What is required
No pictures, please. Copy exactly the lines from the one with "For every instance of the balcony" through the final line below.

Input material

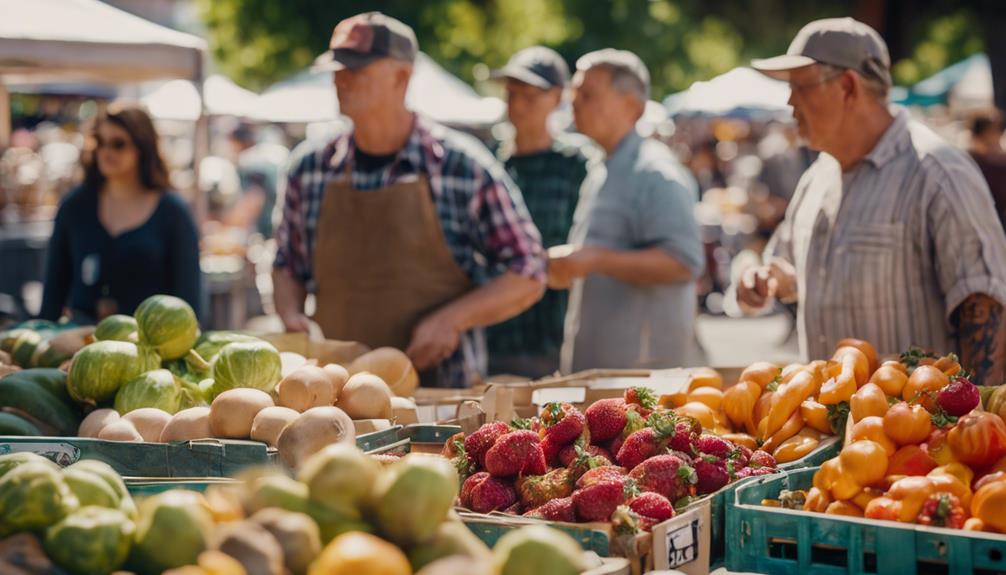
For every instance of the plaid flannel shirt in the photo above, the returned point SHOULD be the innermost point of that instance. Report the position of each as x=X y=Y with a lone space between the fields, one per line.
x=485 y=221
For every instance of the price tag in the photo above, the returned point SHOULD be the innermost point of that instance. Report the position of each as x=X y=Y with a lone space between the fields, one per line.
x=545 y=395
x=682 y=543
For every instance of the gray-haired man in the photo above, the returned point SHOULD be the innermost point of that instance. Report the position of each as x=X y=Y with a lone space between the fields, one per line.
x=891 y=235
x=636 y=249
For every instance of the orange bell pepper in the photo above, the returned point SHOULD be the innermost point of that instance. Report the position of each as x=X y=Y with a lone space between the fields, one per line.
x=883 y=508
x=816 y=416
x=865 y=347
x=844 y=508
x=911 y=493
x=989 y=504
x=872 y=428
x=867 y=400
x=792 y=426
x=864 y=461
x=787 y=399
x=817 y=500
x=907 y=424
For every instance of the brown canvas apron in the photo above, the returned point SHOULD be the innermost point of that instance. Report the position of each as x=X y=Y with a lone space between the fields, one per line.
x=381 y=263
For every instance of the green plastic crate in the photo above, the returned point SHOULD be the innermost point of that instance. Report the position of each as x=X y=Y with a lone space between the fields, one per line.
x=196 y=458
x=720 y=500
x=774 y=540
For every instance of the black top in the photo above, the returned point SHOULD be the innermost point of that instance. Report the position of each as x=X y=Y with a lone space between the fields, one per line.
x=85 y=263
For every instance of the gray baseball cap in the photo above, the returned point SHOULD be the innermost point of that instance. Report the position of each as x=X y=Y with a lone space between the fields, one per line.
x=537 y=65
x=842 y=42
x=364 y=38
x=624 y=60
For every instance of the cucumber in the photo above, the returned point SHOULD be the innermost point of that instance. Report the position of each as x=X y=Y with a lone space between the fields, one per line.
x=49 y=379
x=34 y=400
x=11 y=424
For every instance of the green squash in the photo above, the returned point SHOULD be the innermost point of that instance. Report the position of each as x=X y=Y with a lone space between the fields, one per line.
x=249 y=364
x=168 y=325
x=91 y=541
x=99 y=370
x=117 y=328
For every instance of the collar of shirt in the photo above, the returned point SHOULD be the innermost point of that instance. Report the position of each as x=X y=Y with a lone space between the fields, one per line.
x=893 y=140
x=423 y=149
x=625 y=152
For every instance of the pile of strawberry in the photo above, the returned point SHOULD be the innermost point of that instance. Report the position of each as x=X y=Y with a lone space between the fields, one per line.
x=623 y=458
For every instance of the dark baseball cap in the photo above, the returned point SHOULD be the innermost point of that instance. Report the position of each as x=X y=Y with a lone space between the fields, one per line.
x=842 y=42
x=537 y=65
x=364 y=38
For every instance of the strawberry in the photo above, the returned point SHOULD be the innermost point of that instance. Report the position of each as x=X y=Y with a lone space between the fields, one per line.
x=714 y=445
x=711 y=476
x=603 y=473
x=668 y=475
x=555 y=510
x=483 y=494
x=563 y=422
x=517 y=452
x=482 y=439
x=686 y=432
x=570 y=453
x=551 y=450
x=606 y=418
x=762 y=458
x=959 y=397
x=653 y=506
x=599 y=501
x=642 y=396
x=535 y=491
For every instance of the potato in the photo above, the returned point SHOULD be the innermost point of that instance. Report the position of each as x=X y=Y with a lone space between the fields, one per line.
x=392 y=366
x=187 y=424
x=366 y=396
x=312 y=430
x=149 y=421
x=338 y=375
x=96 y=421
x=120 y=430
x=291 y=362
x=231 y=413
x=270 y=422
x=305 y=388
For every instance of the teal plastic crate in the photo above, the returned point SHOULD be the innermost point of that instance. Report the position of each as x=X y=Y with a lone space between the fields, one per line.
x=375 y=440
x=196 y=458
x=720 y=500
x=774 y=540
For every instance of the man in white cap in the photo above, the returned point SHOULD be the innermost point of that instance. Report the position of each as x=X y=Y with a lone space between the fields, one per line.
x=636 y=249
x=891 y=236
x=409 y=234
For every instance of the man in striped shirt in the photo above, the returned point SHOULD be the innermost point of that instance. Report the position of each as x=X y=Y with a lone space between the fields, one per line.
x=891 y=235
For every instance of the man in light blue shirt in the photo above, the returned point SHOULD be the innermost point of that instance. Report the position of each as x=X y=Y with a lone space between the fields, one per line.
x=634 y=250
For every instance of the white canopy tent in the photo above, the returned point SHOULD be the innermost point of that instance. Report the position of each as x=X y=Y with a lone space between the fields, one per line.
x=434 y=91
x=179 y=100
x=48 y=40
x=740 y=91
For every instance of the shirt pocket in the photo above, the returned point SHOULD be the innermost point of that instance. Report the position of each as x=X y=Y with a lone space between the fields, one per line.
x=872 y=269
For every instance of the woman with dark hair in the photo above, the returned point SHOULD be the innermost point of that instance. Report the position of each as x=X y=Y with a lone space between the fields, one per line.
x=123 y=235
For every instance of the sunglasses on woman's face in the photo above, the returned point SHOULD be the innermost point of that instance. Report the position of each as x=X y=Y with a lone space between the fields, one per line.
x=115 y=144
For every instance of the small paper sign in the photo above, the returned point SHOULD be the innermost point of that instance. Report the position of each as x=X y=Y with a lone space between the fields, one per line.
x=682 y=544
x=545 y=395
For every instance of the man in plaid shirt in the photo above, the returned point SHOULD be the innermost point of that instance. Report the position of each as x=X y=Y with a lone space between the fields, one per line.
x=409 y=234
x=549 y=170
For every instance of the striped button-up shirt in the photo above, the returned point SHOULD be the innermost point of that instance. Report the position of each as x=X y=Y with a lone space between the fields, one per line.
x=485 y=223
x=886 y=251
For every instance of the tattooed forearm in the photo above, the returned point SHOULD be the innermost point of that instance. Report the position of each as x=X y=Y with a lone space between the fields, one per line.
x=982 y=339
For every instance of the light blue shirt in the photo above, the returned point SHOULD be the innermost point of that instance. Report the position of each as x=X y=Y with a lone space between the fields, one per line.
x=641 y=198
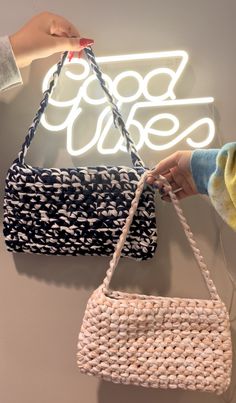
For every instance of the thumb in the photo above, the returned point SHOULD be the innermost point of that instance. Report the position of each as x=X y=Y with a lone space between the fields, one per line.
x=63 y=43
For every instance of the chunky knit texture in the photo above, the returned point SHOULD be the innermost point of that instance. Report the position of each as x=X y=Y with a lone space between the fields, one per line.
x=81 y=210
x=155 y=341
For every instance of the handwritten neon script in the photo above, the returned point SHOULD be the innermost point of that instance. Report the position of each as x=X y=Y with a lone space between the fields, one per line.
x=141 y=99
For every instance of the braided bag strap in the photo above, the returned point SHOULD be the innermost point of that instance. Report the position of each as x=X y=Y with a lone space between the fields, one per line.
x=117 y=118
x=117 y=253
x=118 y=121
x=43 y=104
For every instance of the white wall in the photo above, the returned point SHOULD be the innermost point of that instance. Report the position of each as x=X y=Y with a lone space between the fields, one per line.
x=42 y=299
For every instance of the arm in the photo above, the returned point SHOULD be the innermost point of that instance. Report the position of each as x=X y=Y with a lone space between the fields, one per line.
x=211 y=172
x=42 y=36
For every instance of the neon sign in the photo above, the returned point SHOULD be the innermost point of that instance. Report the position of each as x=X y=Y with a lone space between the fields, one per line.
x=140 y=100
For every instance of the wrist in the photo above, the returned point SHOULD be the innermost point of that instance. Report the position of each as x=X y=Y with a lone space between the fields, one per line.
x=202 y=165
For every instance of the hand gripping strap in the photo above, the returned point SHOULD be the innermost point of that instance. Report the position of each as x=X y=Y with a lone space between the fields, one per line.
x=117 y=253
x=118 y=121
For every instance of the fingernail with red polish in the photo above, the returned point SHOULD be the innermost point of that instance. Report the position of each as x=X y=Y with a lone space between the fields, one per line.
x=85 y=42
x=70 y=55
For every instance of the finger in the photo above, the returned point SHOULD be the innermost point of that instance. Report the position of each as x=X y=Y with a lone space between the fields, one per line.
x=72 y=44
x=61 y=27
x=166 y=164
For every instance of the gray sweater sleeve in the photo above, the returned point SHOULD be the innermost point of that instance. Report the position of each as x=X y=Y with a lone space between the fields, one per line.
x=9 y=72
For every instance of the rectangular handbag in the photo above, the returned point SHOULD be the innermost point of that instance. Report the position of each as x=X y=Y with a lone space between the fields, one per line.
x=155 y=341
x=79 y=210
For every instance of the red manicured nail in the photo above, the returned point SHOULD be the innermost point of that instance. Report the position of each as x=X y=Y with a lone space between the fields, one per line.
x=70 y=55
x=85 y=42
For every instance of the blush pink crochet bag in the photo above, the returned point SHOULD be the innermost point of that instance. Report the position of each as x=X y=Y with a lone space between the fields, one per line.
x=155 y=341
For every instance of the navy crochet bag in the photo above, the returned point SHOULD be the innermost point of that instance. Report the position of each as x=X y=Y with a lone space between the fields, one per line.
x=80 y=210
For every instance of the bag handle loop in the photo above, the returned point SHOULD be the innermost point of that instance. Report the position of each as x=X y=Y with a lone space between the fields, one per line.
x=119 y=246
x=117 y=119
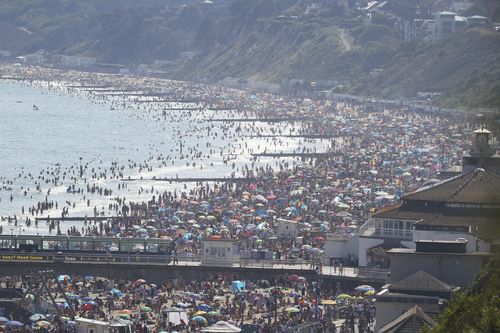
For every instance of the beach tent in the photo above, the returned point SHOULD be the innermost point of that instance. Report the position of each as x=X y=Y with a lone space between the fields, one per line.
x=237 y=286
x=222 y=327
x=121 y=325
x=175 y=315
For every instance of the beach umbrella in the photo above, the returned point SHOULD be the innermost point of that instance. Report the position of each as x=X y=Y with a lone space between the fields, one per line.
x=292 y=310
x=42 y=324
x=13 y=323
x=200 y=313
x=213 y=313
x=125 y=311
x=222 y=327
x=37 y=317
x=363 y=288
x=344 y=296
x=63 y=277
x=116 y=292
x=199 y=319
x=328 y=302
x=72 y=296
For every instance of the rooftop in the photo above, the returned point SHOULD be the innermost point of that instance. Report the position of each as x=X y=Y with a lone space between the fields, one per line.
x=412 y=320
x=475 y=186
x=420 y=281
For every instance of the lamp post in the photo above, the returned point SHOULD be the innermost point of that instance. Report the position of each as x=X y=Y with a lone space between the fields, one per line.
x=81 y=169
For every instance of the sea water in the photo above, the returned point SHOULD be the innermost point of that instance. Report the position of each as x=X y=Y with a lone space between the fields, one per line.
x=45 y=130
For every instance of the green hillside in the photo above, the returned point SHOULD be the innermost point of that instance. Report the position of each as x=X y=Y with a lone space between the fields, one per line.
x=268 y=40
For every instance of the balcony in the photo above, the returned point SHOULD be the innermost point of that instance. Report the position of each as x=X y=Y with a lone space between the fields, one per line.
x=373 y=228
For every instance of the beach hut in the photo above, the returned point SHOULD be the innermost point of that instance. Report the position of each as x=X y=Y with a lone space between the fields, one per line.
x=121 y=325
x=222 y=327
x=84 y=325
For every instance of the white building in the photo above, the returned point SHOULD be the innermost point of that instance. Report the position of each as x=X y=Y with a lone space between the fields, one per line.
x=5 y=54
x=444 y=23
x=77 y=61
x=385 y=230
x=84 y=325
x=219 y=252
x=342 y=246
x=287 y=229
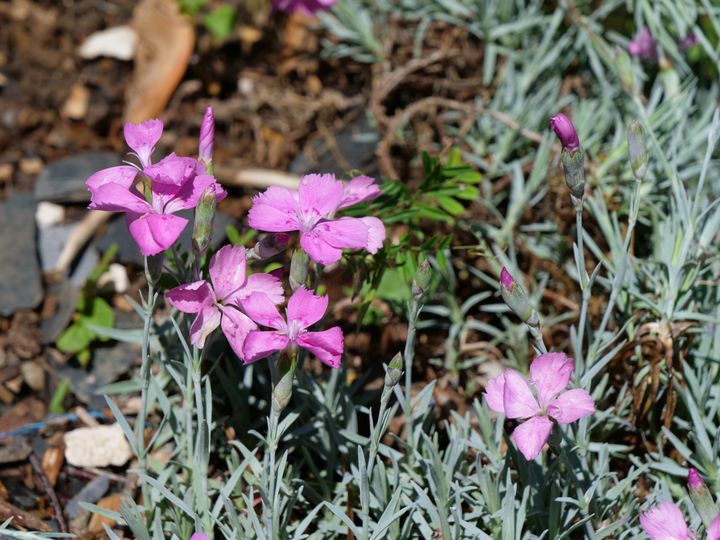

Your solution
For every instance of the balcony in the photo above, the returned point SHOULD be the innermost point of that instance. Report the position of each as x=X y=Y with a lone space between the fields, one per line.
x=373 y=228
For every instance of the beach hut in the photo above, the returned point SHOULD be the innermost point of that instance. Report the position of each as x=X y=Y with a lone space between the fields, one per line.
x=121 y=325
x=222 y=327
x=84 y=325
For every instance of the white building in the photo above, the returned point SHOULD be the innermost point of that instance. Report the position of each as x=X y=Y with a lone space between the fields, one per line.
x=5 y=54
x=444 y=23
x=77 y=61
x=385 y=230
x=84 y=325
x=219 y=252
x=342 y=246
x=287 y=229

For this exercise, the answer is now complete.